SELECTED TEXT:
━━━━━━━━━━━━━━━━━━━━

Furthermore, substantial changes were observed across habitats with varying quality levels. The excellent habitats were the most stable, remaining unchanged, degrading to good quality, and a minor proportion degrading to medium, poor, and very poor quality. The transformation showed a “jumping” pattern of degradation, with habitats often degrading beyond the adjacent quality level. Good-quality habitats were particularly vulnerable, with a significant proportion experiencing severe degradation. Notably, medium-quality habitats showed the highest instability, suggesting that they may serve as a critical threshold in the degradation process. Transformation patterns showed a “one-way” degradation tendency, with very poor habitats showing the greatest resistance to quality improvement.

3.2.3. Habitat Quality Change Across Different Land Use Classes

Given the considerable variation in the development characteristics and protection levels of the different land use classes, a further investigation was conducted to identify the underlying cause of the change in habitat quality across the different land use classes (Figure 9). Despite relative stability in cropland habitat quality over the past 40 years, the slight improvement suggests successful agricultural land management practices. In addition, forest land is the dominant land use class in regions with excellent and good habitat quality. More notably, forest quality showed a concerning polarization trend, with accelerated degradation particularly after 2010, suggesting that a potential ecological threshold was reached.

━━━━━━━━━━━━━━━━━━━━

DATA RECORDS:
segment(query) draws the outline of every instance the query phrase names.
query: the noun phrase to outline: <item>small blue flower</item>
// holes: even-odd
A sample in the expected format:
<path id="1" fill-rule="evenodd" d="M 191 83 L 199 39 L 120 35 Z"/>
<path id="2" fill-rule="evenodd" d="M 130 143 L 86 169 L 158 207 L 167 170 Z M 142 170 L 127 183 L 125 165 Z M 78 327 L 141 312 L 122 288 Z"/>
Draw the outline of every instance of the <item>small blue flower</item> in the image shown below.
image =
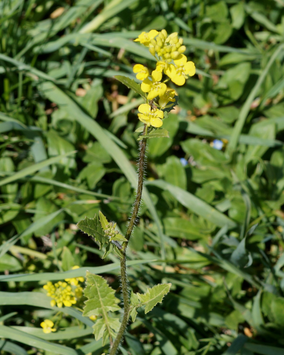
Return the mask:
<path id="1" fill-rule="evenodd" d="M 181 158 L 180 159 L 180 162 L 181 163 L 181 165 L 183 165 L 183 166 L 185 166 L 186 165 L 187 165 L 189 163 L 184 158 Z"/>
<path id="2" fill-rule="evenodd" d="M 212 142 L 212 146 L 215 149 L 220 151 L 223 147 L 224 143 L 222 141 L 219 139 L 214 139 Z"/>

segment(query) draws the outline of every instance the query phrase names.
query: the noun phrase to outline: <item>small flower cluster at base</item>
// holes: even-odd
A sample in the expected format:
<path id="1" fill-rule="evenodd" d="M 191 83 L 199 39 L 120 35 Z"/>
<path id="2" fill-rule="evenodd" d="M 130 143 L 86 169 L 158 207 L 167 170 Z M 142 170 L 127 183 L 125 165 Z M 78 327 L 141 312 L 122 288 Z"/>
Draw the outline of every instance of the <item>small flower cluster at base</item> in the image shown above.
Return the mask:
<path id="1" fill-rule="evenodd" d="M 49 319 L 45 319 L 40 324 L 43 328 L 43 331 L 45 334 L 48 334 L 51 332 L 56 332 L 56 329 L 52 327 L 54 325 L 53 322 Z"/>
<path id="2" fill-rule="evenodd" d="M 77 302 L 75 293 L 67 282 L 58 281 L 54 285 L 48 281 L 43 288 L 47 291 L 47 295 L 53 299 L 50 301 L 51 307 L 57 306 L 61 308 L 64 305 L 66 307 L 70 307 Z"/>
<path id="3" fill-rule="evenodd" d="M 72 270 L 79 267 L 75 265 L 72 268 Z M 83 288 L 78 284 L 78 283 L 83 282 L 84 280 L 83 277 L 80 276 L 65 279 L 65 282 L 58 281 L 54 284 L 48 281 L 43 286 L 43 288 L 47 291 L 47 295 L 53 299 L 50 301 L 51 307 L 57 306 L 61 308 L 63 305 L 70 307 L 75 305 L 83 295 Z"/>
<path id="4" fill-rule="evenodd" d="M 189 76 L 195 73 L 195 66 L 193 62 L 187 61 L 183 54 L 186 48 L 177 32 L 168 35 L 165 29 L 160 32 L 152 29 L 147 33 L 142 32 L 134 41 L 148 47 L 157 60 L 156 68 L 151 75 L 148 68 L 142 64 L 135 64 L 133 67 L 136 78 L 142 81 L 141 89 L 147 94 L 148 100 L 148 103 L 138 108 L 138 117 L 148 126 L 160 127 L 164 118 L 162 110 L 173 106 L 175 102 L 174 90 L 167 90 L 165 82 L 169 79 L 176 85 L 183 85 Z M 163 73 L 169 78 L 164 82 Z M 151 100 L 153 101 L 150 102 Z M 161 109 L 155 108 L 155 105 Z"/>

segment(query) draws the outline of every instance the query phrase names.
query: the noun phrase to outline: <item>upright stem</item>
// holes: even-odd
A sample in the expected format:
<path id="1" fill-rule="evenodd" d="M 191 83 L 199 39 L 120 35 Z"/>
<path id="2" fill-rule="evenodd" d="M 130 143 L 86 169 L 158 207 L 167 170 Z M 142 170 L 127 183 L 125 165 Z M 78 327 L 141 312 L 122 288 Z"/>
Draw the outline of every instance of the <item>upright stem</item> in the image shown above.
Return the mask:
<path id="1" fill-rule="evenodd" d="M 144 125 L 143 134 L 143 136 L 146 136 L 147 134 L 147 128 L 148 127 L 146 125 Z M 138 214 L 139 207 L 141 202 L 141 199 L 142 197 L 142 190 L 143 188 L 144 174 L 145 153 L 146 151 L 147 141 L 147 138 L 144 138 L 141 141 L 140 153 L 138 162 L 138 184 L 137 187 L 137 192 L 129 224 L 128 225 L 127 230 L 125 234 L 125 238 L 127 239 L 127 241 L 124 242 L 121 250 L 122 256 L 120 259 L 120 277 L 121 280 L 121 288 L 123 296 L 123 302 L 124 305 L 123 317 L 121 321 L 120 328 L 118 331 L 117 336 L 113 344 L 109 355 L 115 355 L 119 343 L 122 338 L 125 328 L 126 327 L 128 319 L 129 318 L 130 302 L 129 300 L 129 293 L 128 291 L 127 274 L 126 273 L 126 249 L 132 231 L 133 230 L 133 228 L 137 222 L 137 216 Z"/>

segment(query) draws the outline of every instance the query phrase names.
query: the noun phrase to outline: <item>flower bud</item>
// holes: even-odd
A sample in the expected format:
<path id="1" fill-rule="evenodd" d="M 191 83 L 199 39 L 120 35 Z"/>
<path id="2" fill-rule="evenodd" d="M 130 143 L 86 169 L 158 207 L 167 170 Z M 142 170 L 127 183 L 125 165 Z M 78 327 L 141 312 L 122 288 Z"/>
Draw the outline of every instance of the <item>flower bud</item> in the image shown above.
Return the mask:
<path id="1" fill-rule="evenodd" d="M 168 33 L 167 33 L 165 29 L 162 29 L 162 31 L 161 31 L 161 33 L 164 36 L 165 38 L 166 38 L 168 37 Z"/>
<path id="2" fill-rule="evenodd" d="M 154 47 L 149 47 L 149 51 L 152 55 L 155 55 L 156 52 L 155 51 L 155 48 Z"/>
<path id="3" fill-rule="evenodd" d="M 172 52 L 171 53 L 171 57 L 174 60 L 177 59 L 180 55 L 180 53 L 177 50 L 175 51 L 174 52 Z"/>
<path id="4" fill-rule="evenodd" d="M 178 50 L 180 53 L 183 53 L 186 49 L 186 48 L 185 45 L 182 45 L 180 47 Z"/>
<path id="5" fill-rule="evenodd" d="M 160 47 L 162 47 L 163 43 L 160 38 L 157 38 L 157 44 Z"/>

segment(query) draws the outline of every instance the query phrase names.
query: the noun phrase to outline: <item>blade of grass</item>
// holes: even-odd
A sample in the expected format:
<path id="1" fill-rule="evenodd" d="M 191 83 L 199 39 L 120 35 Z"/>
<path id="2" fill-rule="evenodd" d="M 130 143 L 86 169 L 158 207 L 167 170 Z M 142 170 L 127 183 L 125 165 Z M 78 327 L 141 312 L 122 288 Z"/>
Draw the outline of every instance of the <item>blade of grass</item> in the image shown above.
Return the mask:
<path id="1" fill-rule="evenodd" d="M 157 186 L 168 191 L 179 202 L 192 212 L 220 227 L 228 225 L 228 228 L 235 227 L 236 223 L 206 202 L 190 192 L 163 180 L 147 181 L 147 185 Z"/>
<path id="2" fill-rule="evenodd" d="M 229 156 L 231 155 L 236 148 L 240 135 L 250 111 L 252 103 L 255 98 L 260 86 L 265 78 L 269 68 L 283 50 L 283 46 L 284 44 L 283 44 L 279 45 L 273 53 L 261 74 L 258 77 L 255 85 L 251 91 L 241 110 L 239 118 L 235 125 L 233 133 L 231 136 L 231 139 L 226 148 L 226 152 Z"/>
<path id="3" fill-rule="evenodd" d="M 32 175 L 36 171 L 40 170 L 43 168 L 57 163 L 62 158 L 71 155 L 72 154 L 74 154 L 76 153 L 76 151 L 73 152 L 69 152 L 65 154 L 62 154 L 61 155 L 58 155 L 57 157 L 54 157 L 49 158 L 46 160 L 34 164 L 30 166 L 25 168 L 23 169 L 22 169 L 22 170 L 17 171 L 11 176 L 7 176 L 7 178 L 5 178 L 0 180 L 0 186 L 2 186 L 3 185 L 10 184 L 10 182 L 16 181 L 16 180 L 18 180 L 19 179 L 25 177 L 27 175 Z"/>
<path id="4" fill-rule="evenodd" d="M 147 264 L 156 261 L 157 259 L 130 260 L 128 263 L 129 266 L 141 264 Z M 119 269 L 119 262 L 112 263 L 103 266 L 81 267 L 75 270 L 69 270 L 62 272 L 44 272 L 34 274 L 14 274 L 13 275 L 0 275 L 0 282 L 54 281 L 64 280 L 72 277 L 84 276 L 86 272 L 89 271 L 93 274 L 103 274 Z M 0 295 L 1 294 L 0 293 Z"/>
<path id="5" fill-rule="evenodd" d="M 45 82 L 39 85 L 39 87 L 44 95 L 52 102 L 55 102 L 59 107 L 64 107 L 69 117 L 77 121 L 99 142 L 121 169 L 132 187 L 136 189 L 137 181 L 136 171 L 123 151 L 106 134 L 105 130 L 85 113 L 75 101 L 53 83 L 50 82 Z M 162 257 L 165 259 L 165 252 L 163 242 L 162 225 L 155 206 L 146 188 L 143 189 L 142 198 L 157 224 L 160 240 Z"/>
<path id="6" fill-rule="evenodd" d="M 74 349 L 65 345 L 47 342 L 37 337 L 5 326 L 0 325 L 0 334 L 3 338 L 16 340 L 30 346 L 46 350 L 52 354 L 64 354 L 65 355 L 78 354 L 77 352 Z"/>

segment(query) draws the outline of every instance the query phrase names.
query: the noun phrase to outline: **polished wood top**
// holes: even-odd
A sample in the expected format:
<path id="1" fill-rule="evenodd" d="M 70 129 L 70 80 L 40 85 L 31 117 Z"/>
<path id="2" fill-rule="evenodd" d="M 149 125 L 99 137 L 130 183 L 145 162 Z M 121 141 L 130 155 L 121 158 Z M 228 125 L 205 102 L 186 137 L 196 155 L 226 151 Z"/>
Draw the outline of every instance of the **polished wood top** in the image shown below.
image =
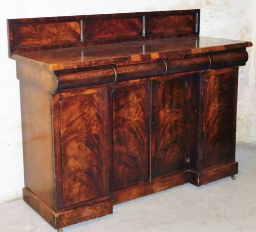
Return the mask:
<path id="1" fill-rule="evenodd" d="M 172 59 L 251 46 L 250 42 L 188 36 L 39 50 L 13 54 L 10 58 L 51 70 Z"/>

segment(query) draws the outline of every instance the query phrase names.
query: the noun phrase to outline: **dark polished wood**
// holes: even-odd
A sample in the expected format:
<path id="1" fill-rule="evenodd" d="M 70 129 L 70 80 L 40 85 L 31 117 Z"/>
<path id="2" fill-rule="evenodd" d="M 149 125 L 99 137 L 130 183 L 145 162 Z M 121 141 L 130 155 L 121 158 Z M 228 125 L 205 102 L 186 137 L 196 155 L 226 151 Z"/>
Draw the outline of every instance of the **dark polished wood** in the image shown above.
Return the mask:
<path id="1" fill-rule="evenodd" d="M 200 10 L 8 20 L 24 199 L 55 228 L 238 173 L 250 42 L 199 36 Z"/>

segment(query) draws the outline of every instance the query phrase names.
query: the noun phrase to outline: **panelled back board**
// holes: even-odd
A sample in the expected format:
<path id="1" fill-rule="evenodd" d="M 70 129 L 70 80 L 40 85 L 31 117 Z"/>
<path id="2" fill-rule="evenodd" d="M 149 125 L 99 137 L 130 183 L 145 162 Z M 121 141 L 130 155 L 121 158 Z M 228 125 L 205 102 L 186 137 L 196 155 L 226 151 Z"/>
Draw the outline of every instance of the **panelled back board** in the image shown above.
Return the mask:
<path id="1" fill-rule="evenodd" d="M 10 19 L 9 53 L 198 35 L 199 22 L 199 10 Z"/>

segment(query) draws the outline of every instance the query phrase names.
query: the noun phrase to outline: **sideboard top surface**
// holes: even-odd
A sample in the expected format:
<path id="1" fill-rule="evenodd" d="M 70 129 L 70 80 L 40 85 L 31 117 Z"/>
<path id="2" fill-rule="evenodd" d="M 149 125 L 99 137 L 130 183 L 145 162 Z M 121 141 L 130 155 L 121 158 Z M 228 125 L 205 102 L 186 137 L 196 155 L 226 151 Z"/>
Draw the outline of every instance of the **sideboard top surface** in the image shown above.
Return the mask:
<path id="1" fill-rule="evenodd" d="M 52 70 L 176 58 L 252 46 L 250 42 L 189 36 L 13 54 L 11 58 Z"/>
<path id="2" fill-rule="evenodd" d="M 50 70 L 150 62 L 245 48 L 200 37 L 200 10 L 7 20 L 11 58 Z"/>

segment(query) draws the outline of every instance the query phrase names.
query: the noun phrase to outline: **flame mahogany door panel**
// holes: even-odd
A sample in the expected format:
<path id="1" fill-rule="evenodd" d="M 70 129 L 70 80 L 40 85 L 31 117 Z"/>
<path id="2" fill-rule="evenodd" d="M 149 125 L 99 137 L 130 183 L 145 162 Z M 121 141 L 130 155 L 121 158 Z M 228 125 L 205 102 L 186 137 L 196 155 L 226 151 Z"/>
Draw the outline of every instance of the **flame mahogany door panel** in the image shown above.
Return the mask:
<path id="1" fill-rule="evenodd" d="M 184 76 L 153 83 L 153 176 L 184 169 L 186 85 Z"/>
<path id="2" fill-rule="evenodd" d="M 63 205 L 108 195 L 106 88 L 62 93 L 58 102 Z"/>
<path id="3" fill-rule="evenodd" d="M 234 162 L 238 68 L 202 76 L 203 169 Z"/>
<path id="4" fill-rule="evenodd" d="M 112 189 L 148 178 L 148 83 L 112 91 Z"/>

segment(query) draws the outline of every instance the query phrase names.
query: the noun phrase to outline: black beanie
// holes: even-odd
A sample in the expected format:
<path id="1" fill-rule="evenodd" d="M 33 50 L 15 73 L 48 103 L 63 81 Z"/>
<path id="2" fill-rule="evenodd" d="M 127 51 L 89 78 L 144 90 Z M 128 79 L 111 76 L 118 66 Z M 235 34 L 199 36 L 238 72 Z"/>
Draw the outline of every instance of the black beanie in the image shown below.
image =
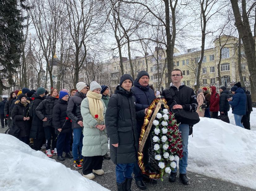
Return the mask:
<path id="1" fill-rule="evenodd" d="M 21 94 L 19 95 L 19 96 L 18 97 L 18 99 L 19 99 L 19 100 L 20 100 L 20 101 L 21 101 L 21 98 L 24 97 L 27 98 L 27 96 L 26 96 L 26 95 L 23 94 Z"/>
<path id="2" fill-rule="evenodd" d="M 120 81 L 119 82 L 119 85 L 120 86 L 124 82 L 124 81 L 126 79 L 130 79 L 132 81 L 132 86 L 133 84 L 133 83 L 132 82 L 133 79 L 132 79 L 132 77 L 130 75 L 127 74 L 125 74 L 120 77 Z"/>
<path id="3" fill-rule="evenodd" d="M 137 81 L 138 82 L 139 80 L 144 75 L 147 76 L 149 78 L 149 73 L 145 70 L 142 70 L 139 72 L 137 75 Z"/>

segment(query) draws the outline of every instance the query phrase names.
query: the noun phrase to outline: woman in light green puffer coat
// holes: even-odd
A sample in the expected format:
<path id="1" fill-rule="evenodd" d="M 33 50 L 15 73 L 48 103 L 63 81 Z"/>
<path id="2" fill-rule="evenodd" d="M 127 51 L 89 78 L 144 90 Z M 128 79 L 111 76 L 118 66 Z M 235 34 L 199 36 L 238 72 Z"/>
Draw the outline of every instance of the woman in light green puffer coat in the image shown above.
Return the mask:
<path id="1" fill-rule="evenodd" d="M 84 156 L 83 174 L 91 180 L 94 172 L 103 175 L 103 156 L 108 151 L 108 137 L 105 124 L 106 107 L 100 94 L 101 87 L 96 82 L 90 85 L 90 90 L 81 104 L 84 129 L 82 154 Z"/>

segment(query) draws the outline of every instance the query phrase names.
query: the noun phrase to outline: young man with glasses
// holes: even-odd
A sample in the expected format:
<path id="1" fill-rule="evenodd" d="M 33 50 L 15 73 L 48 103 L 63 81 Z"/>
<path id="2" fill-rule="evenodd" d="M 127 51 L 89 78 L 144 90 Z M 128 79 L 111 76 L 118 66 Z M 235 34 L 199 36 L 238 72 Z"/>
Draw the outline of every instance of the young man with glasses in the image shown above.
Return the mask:
<path id="1" fill-rule="evenodd" d="M 165 90 L 163 91 L 163 95 L 167 101 L 167 104 L 171 109 L 181 109 L 187 111 L 195 112 L 198 106 L 197 98 L 192 88 L 185 86 L 181 82 L 183 78 L 182 72 L 179 69 L 175 69 L 171 72 L 171 79 L 172 82 L 171 83 L 170 88 Z M 171 89 L 172 90 L 171 90 Z M 178 100 L 174 99 L 171 96 L 170 91 L 173 90 L 175 95 Z M 182 103 L 182 104 L 181 104 Z M 182 105 L 180 104 L 182 104 Z M 180 160 L 179 166 L 180 168 L 180 179 L 183 184 L 187 184 L 189 179 L 186 175 L 186 168 L 188 166 L 188 145 L 189 141 L 189 128 L 188 124 L 185 124 L 185 122 L 181 122 L 179 126 L 179 129 L 181 132 L 181 139 L 182 139 L 183 154 L 184 156 Z M 169 181 L 174 182 L 176 181 L 177 175 L 177 167 L 172 171 L 169 177 Z"/>
<path id="2" fill-rule="evenodd" d="M 86 97 L 86 93 L 89 87 L 84 82 L 76 84 L 77 92 L 69 99 L 67 109 L 67 114 L 72 121 L 73 130 L 73 143 L 72 153 L 74 166 L 76 169 L 81 169 L 83 164 L 82 148 L 83 147 L 83 117 L 81 114 L 80 106 L 83 100 Z M 79 158 L 80 161 L 79 161 Z"/>

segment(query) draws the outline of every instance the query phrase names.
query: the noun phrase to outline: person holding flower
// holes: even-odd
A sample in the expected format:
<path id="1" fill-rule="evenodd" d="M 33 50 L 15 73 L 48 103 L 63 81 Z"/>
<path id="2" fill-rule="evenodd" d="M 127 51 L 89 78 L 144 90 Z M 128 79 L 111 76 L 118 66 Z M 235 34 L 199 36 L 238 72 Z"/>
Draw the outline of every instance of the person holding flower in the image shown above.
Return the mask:
<path id="1" fill-rule="evenodd" d="M 63 91 L 59 92 L 59 100 L 54 103 L 52 112 L 52 124 L 57 136 L 56 148 L 57 159 L 64 161 L 62 156 L 63 149 L 66 153 L 65 157 L 72 158 L 73 155 L 70 152 L 69 145 L 72 130 L 71 122 L 67 116 L 67 108 L 68 93 Z"/>
<path id="2" fill-rule="evenodd" d="M 111 159 L 116 164 L 118 190 L 130 190 L 134 163 L 138 149 L 136 105 L 131 88 L 132 78 L 124 74 L 106 112 L 106 126 L 110 143 Z"/>
<path id="3" fill-rule="evenodd" d="M 103 175 L 103 156 L 108 151 L 108 137 L 105 126 L 106 106 L 101 99 L 101 87 L 95 81 L 81 104 L 84 129 L 82 154 L 83 174 L 90 180 L 95 177 L 93 172 Z"/>

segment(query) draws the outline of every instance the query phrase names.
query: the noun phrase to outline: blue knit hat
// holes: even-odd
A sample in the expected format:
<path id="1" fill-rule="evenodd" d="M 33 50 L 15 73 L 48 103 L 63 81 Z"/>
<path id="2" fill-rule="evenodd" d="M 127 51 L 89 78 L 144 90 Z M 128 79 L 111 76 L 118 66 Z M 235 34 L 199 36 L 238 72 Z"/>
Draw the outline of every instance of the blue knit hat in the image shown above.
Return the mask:
<path id="1" fill-rule="evenodd" d="M 64 97 L 65 96 L 68 95 L 68 93 L 65 91 L 61 91 L 59 92 L 59 99 L 62 99 L 62 98 Z"/>
<path id="2" fill-rule="evenodd" d="M 29 91 L 29 89 L 28 88 L 27 88 L 27 87 L 24 87 L 22 89 L 22 93 L 24 94 L 27 93 Z"/>

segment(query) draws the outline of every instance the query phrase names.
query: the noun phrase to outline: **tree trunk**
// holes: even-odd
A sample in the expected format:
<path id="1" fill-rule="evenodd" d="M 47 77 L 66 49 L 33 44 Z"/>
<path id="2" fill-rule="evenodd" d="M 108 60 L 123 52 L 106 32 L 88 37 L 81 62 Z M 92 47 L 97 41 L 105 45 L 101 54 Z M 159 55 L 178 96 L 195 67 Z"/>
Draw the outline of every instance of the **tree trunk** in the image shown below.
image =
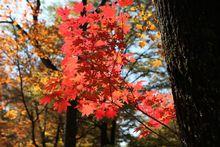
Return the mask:
<path id="1" fill-rule="evenodd" d="M 66 112 L 66 126 L 65 126 L 65 147 L 76 146 L 76 135 L 77 135 L 77 109 L 75 109 L 77 102 L 70 102 L 71 106 L 67 107 Z"/>
<path id="2" fill-rule="evenodd" d="M 116 135 L 116 125 L 117 125 L 117 123 L 116 123 L 116 119 L 114 119 L 114 120 L 112 120 L 112 126 L 111 126 L 111 138 L 110 138 L 110 144 L 112 145 L 112 146 L 114 146 L 115 145 L 115 135 Z"/>
<path id="3" fill-rule="evenodd" d="M 219 8 L 205 0 L 156 0 L 181 139 L 220 143 Z"/>

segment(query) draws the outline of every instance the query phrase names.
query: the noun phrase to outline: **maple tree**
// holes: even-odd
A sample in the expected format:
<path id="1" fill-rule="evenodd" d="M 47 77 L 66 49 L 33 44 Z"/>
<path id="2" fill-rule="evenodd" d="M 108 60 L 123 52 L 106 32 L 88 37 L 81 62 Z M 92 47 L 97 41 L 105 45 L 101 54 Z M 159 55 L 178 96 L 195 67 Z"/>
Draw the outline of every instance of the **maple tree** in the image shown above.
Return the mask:
<path id="1" fill-rule="evenodd" d="M 58 10 L 65 42 L 63 77 L 51 79 L 46 88 L 51 94 L 41 103 L 53 102 L 54 108 L 61 112 L 70 106 L 70 100 L 76 100 L 76 108 L 82 115 L 94 114 L 97 119 L 114 118 L 124 104 L 137 105 L 138 110 L 150 116 L 148 125 L 158 128 L 174 117 L 172 100 L 166 99 L 166 94 L 143 91 L 140 83 L 128 83 L 121 76 L 123 66 L 135 60 L 125 52 L 129 15 L 121 12 L 117 15 L 116 6 L 106 4 L 96 12 L 91 4 L 76 3 L 73 8 Z M 84 15 L 71 15 L 77 13 Z M 152 25 L 150 29 L 154 29 Z"/>
<path id="2" fill-rule="evenodd" d="M 75 111 L 76 128 L 79 130 L 75 132 L 77 143 L 88 139 L 85 134 L 95 130 L 100 133 L 90 132 L 90 142 L 99 144 L 96 137 L 99 134 L 102 137 L 103 134 L 108 135 L 110 127 L 110 134 L 118 137 L 116 125 L 121 125 L 118 119 L 122 113 L 139 123 L 135 129 L 141 132 L 140 138 L 151 132 L 158 134 L 154 130 L 166 126 L 173 119 L 171 96 L 151 91 L 146 88 L 145 82 L 144 85 L 137 82 L 140 81 L 138 77 L 145 77 L 148 73 L 140 74 L 137 79 L 131 78 L 130 81 L 131 74 L 137 73 L 137 70 L 139 73 L 144 72 L 143 66 L 153 69 L 151 73 L 160 72 L 164 66 L 162 57 L 142 62 L 149 57 L 149 52 L 142 55 L 140 52 L 133 53 L 129 48 L 137 44 L 138 49 L 144 51 L 151 42 L 154 42 L 153 47 L 160 47 L 153 8 L 148 10 L 148 3 L 146 7 L 131 0 L 101 2 L 100 5 L 94 2 L 86 6 L 74 3 L 74 6 L 58 9 L 59 18 L 52 26 L 48 26 L 39 17 L 43 8 L 40 1 L 26 1 L 27 9 L 21 21 L 14 15 L 17 9 L 12 7 L 24 2 L 10 2 L 1 6 L 5 12 L 1 14 L 0 20 L 4 28 L 1 32 L 0 56 L 3 60 L 0 64 L 3 65 L 1 73 L 5 73 L 1 77 L 7 77 L 1 79 L 1 85 L 10 87 L 9 92 L 3 92 L 2 98 L 6 105 L 3 106 L 1 116 L 9 124 L 23 120 L 19 123 L 18 128 L 22 129 L 21 132 L 17 131 L 19 137 L 16 138 L 23 139 L 22 145 L 62 144 L 63 114 L 60 112 L 72 106 L 72 102 L 77 102 L 73 109 L 79 110 L 83 116 Z M 57 32 L 60 21 L 59 30 L 63 38 Z M 159 50 L 154 51 L 154 54 L 160 54 Z M 61 64 L 60 59 L 63 59 Z M 14 96 L 8 93 L 14 93 Z M 16 93 L 23 93 L 24 96 L 16 96 Z M 46 95 L 40 100 L 43 105 L 39 105 L 39 98 L 43 95 Z M 6 97 L 10 97 L 10 101 Z M 20 102 L 22 99 L 25 101 Z M 8 106 L 13 108 L 5 110 Z M 54 113 L 51 106 L 59 114 Z M 135 113 L 141 112 L 142 116 L 129 114 L 127 107 L 134 109 Z M 37 121 L 33 121 L 35 119 Z M 35 127 L 34 131 L 24 135 L 22 131 L 29 130 L 31 126 Z M 10 130 L 11 127 L 8 127 L 6 136 Z M 14 132 L 16 130 L 13 129 Z M 7 140 L 5 134 L 3 136 Z M 109 140 L 114 144 L 114 135 Z"/>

━━━━━━━━━━━━━━━━━━━━

TASKS:
(1) In the passage on habitat quality change, can you transcribe the section starting with "3.2.3. Habitat Quality" and going on through "threshold was reached."?
(2) Can you carry the habitat quality passage forward from the point where it stops?

EXERCISE RESULTS:
(1)
3.2.3. Habitat Quality Change Across Different Land Use Classes

Given the considerable variation in the development characteristics and protection levels of the different land use classes, a further investigation was conducted to identify the underlying cause of the change in habitat quality across the different land use classes (Figure 9). Despite relative stability in cropland habitat quality over the past 40 years, the slight improvement suggests successful agricultural land management practices. In addition, forest land is the dominant land use class in regions with excellent and good habitat quality. More notably, forest quality showed a concerning polarization trend, with accelerated degradation particularly after 2010, suggesting that a potential ecological threshold was reached.

(2)
Moreover, the quality of grasslands showed a critical tipping point in 2010, after which all quality levels showed a significant decline, indicating a cascading degradation process. Meanwhile, unlike other land classes, water bodies showed fluctuating quality patterns rather than unidirectional degradation, with relative stability in excellent- and good-quality areas after 2010, possibly reflecting the effectiveness of water resource management measures. The synchronized expansion of construction land and the degradation of unused land quality during 2010–2020 reveal the compound effects of urbanization on habitat quality. In summary, forests and grassland are important sources of excellent-quality habitats in China, and the interconnected degradation patterns across different land use classes suggest a complex web of ecological interactions that warrant immediate attention.

3.2.4. Future Habitat Quality Projection

The InVEST method was employed for assessing habitat quality in accordance with the land use projection results in 2050 (Figure 10). While acknowledging the uncertainty of future changes to the transport network, we focused on major roads as they represented the primary infrastructure impact on habitat quality, an approach validated by previous research.

Our analysis shows a decline in excellent- and good-quality habitats within natural areas, while very poor-quality habitats will increase around urban and high-altitude zones. The Qinghai–Tibet Plateau demonstrated enhanced habitat quality. From 2020 to 2050, excellent habitats displayed an “island effect” in coastal areas, while medium-quality habitats formed a belt-like pattern across central China.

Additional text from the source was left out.